**WORK TASK 1**
List the headings of all numbered clauses in the contract terms below.
**WORK TASK 2**
Answer these questions using the contract terms below.
(a) When are notices deemed to have been duly received?
(b) How long must a delay or non-performance continue before the party not affected may terminate?
(c) Which law governs the terms?

As part of our mission to strengthen Christian causes, during our examination we may recommend other services that Stewardship provide which we believe will be of interest or benefit to your charity. If you choose to engage in any other services offered by Stewardship, it will be the subject of a separate contract and terms and conditions.
Any notice given to a party under or in connection with these Terms shall be in writing, and shall be sent to the respective party personally or by prepaid first class post or recorded delivery to the address specified in these Terms above, and where no such address is given, at their principal place of operation. All notices shall be deemed to have been duly received however delivered at 10.00am on the second day after posting or delivery. This clause does not apply to the service of any proceedings or other documents in any legal action, or other method of dispute resolution.
16.1 Force Majeure - neither party shall be in breach of these Terms nor liable for delay in performing, or failure to perform, any of its obligations under it, excluding any obligation to pay sums due under these Terms, if such delay or failure results from an event, circumstance or cause beyond its reasonable control. If the period of delay or non-performance continues for more than 4 weeks, the party not affected may terminate these Terms by giving 7 days' written notice to the affected party.
16.2 Assignment - (i) You shall not, without the prior written consent of Stewardship, assign, transfer, charge, sub-contract or deal in any other manner with all or any of its rights or obligations under the Contract. (ii) Stewardship may at any time assign, charge, sub-contract or deal in any other manner with all or any of its rights or obligations under the Contract.
16.3 Variation and Waiver - No variation of these Terms shall be effective unless it is in writing and signed by the parties (or their authorised representatives). No delay or omission by Stewardship in exercising any of its rights or remedies under these Terms or under any other applicable law on any occasion shall be deemed a waiver of such rights or remedies.
16.4 Severance – If any provision of these Terms is held invalid, illegal or unenforceable for any reason by any court of competent jurisdiction, such provision shall be severed and the remainder of the provisions of these Terms shall continue in full force and effect.
16.5 Entire Agreement – (i) these Terms, the Letter of Engagement and the Service Level Agreement constitutes the entire agreement between the parties and supersedes and extinguishes all previous agreements, promises, assurances, warranties, representations and understandings between them, whether written or oral, relating to its subject matter. (ii) Each party agrees that it shall have no remedies in respect of any statement, representation, assurance or warranty (whether made innocently or negligently) that is not set out in these Terms. Each party agrees that it shall have no claim for innocent or negligent misrepresentation or negligent misstatement based on any statement in these Terms.
16.6 No Partnership – Nothing in the Contract is intended to, or shall be deemed to, establish any partnership or joint venture between the parties, nor constitute either party the agent of the other for any purpose. Neither party shall have authority to act as agent for, or to bind, the other party in any way.
16.7 Third Party Rights - This Contract does not give rise to any rights under the Contracts (Rights of Third Parties) Act 1999 to enforce any term of these Terms.
16.8 Governing Law and Jurisdiction – These Terms and the rights and obligations of the parties to the Contract shall be governed, interpreted and construed solely in accordance with English Law and shall be subject to the exclusive jurisdiction of the Courts of England and Wales.

**ENTRIES PROVIDED**

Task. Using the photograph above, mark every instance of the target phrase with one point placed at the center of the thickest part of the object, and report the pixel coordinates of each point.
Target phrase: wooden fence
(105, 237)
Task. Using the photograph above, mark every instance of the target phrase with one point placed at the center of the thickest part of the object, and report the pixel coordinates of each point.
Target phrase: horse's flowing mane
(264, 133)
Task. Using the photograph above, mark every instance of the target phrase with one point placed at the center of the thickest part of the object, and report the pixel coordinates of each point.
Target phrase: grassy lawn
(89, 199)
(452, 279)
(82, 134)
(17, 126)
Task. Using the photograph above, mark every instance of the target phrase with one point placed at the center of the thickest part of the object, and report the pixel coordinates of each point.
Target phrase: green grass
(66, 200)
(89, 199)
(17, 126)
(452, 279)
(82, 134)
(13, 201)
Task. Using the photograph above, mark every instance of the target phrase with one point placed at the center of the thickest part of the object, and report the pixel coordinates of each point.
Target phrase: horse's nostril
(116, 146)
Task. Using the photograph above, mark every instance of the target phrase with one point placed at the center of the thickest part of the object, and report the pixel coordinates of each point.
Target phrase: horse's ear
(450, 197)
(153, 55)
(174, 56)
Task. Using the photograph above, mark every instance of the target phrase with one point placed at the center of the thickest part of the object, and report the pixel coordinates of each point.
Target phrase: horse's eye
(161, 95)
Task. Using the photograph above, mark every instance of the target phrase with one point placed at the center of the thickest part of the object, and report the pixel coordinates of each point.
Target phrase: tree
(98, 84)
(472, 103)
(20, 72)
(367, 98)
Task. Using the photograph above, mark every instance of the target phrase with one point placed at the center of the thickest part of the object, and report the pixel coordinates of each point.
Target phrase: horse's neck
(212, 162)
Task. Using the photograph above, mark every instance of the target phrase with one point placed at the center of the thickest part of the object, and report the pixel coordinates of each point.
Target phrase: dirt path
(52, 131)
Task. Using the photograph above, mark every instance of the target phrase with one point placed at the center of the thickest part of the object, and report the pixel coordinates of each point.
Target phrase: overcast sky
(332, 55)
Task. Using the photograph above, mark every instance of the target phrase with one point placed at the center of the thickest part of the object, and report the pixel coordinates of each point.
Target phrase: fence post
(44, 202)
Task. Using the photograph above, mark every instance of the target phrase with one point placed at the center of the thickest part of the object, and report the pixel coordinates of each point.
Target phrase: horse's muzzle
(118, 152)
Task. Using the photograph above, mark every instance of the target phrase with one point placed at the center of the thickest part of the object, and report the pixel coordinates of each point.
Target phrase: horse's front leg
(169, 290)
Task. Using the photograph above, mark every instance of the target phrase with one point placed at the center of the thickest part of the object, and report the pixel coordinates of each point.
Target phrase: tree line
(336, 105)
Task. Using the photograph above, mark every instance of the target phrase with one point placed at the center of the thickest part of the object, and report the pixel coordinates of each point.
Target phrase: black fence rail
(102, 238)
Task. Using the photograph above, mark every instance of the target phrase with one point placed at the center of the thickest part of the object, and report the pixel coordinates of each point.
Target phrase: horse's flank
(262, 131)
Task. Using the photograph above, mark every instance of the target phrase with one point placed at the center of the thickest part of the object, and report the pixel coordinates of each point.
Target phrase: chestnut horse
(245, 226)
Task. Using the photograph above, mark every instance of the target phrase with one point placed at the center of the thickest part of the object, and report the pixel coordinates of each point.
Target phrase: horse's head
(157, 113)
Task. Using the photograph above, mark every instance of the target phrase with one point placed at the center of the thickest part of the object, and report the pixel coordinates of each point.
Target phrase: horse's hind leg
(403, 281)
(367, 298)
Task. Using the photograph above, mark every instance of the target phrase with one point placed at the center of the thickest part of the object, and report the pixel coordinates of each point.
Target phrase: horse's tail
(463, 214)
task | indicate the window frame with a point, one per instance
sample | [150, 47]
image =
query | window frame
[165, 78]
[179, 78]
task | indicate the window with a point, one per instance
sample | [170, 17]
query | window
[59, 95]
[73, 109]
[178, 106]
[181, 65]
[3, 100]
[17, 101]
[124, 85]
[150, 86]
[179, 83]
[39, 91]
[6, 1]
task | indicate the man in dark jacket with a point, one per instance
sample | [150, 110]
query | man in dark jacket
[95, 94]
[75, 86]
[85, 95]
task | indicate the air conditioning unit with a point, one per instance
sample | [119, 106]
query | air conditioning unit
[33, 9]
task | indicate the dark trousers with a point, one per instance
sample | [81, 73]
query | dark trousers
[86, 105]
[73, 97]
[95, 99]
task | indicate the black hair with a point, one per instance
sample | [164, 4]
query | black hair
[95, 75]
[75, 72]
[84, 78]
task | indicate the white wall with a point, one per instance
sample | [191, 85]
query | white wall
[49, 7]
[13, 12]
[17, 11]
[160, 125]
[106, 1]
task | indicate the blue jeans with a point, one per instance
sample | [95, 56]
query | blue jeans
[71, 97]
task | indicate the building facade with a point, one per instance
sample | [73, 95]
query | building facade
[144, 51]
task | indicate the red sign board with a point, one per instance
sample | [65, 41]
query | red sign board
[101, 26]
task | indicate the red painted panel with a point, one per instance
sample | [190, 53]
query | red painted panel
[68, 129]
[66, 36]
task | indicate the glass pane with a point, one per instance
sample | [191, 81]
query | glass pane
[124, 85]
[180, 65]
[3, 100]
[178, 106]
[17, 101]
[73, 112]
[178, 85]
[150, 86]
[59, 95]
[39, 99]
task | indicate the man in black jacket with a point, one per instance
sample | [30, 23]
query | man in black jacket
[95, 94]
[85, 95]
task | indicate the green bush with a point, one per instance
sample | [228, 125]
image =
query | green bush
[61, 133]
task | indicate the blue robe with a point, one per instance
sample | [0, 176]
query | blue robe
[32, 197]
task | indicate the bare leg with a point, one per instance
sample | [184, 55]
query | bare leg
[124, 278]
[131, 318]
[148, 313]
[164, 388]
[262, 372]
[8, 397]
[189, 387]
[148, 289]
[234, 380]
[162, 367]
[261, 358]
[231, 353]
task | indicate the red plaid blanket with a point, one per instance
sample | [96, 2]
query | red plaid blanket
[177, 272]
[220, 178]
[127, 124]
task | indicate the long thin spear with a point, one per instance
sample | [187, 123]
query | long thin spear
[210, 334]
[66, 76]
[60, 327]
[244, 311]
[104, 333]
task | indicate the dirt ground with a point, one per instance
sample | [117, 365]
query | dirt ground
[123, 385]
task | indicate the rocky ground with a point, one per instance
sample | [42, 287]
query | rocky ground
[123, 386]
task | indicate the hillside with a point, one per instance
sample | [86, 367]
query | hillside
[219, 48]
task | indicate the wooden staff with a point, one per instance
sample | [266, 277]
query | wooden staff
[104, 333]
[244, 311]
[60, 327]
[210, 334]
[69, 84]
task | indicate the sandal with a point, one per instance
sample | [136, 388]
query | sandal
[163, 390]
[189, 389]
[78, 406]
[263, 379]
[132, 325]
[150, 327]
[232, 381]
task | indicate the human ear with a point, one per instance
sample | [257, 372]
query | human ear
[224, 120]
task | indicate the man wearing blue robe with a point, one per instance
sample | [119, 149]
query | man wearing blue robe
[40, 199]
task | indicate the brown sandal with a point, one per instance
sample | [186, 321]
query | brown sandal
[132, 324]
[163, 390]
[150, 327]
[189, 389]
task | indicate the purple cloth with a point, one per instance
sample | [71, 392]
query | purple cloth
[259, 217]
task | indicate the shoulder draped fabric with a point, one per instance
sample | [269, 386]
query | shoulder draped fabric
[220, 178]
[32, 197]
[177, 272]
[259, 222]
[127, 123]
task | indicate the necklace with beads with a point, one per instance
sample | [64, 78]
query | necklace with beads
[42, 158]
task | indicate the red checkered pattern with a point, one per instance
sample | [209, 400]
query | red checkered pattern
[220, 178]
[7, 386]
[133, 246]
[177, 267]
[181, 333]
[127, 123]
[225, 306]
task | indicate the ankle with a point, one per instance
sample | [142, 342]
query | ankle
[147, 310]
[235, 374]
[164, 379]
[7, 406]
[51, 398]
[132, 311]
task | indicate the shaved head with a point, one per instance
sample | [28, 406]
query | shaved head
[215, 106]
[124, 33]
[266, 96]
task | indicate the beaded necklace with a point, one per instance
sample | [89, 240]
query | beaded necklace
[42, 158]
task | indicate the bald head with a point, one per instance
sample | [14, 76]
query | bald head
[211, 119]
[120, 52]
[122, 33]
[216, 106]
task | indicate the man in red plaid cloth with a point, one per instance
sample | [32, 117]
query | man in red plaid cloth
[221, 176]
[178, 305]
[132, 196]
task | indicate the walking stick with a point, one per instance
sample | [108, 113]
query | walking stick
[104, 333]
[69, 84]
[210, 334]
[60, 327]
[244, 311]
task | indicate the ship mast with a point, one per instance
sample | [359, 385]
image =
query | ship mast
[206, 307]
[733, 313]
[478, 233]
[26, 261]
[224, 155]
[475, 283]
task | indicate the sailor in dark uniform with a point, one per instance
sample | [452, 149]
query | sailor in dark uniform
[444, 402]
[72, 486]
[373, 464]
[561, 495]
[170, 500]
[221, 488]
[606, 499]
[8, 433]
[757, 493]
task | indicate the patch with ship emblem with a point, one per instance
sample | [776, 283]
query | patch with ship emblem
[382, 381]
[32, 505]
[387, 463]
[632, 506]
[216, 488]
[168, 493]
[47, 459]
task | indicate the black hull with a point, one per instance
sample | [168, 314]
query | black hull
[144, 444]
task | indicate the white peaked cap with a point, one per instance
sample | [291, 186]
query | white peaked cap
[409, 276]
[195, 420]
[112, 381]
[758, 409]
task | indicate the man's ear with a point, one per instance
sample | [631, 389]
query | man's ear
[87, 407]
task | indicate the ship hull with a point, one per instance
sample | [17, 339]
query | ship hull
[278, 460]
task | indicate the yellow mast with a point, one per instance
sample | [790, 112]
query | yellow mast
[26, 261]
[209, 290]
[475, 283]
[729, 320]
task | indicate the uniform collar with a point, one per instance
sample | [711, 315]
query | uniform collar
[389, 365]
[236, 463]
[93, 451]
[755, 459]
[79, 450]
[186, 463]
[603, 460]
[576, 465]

**ANSWER 1**
Force Majeure
Assignment
Variation and Waiver
Severance
Entire Agreement
No Partnership
Third Party Rights
Governing Law and Jurisdiction

**ANSWER 2**
(a) At 10.00am on the second day after posting or delivery.
(b) More than 4 weeks.
(c) English Law.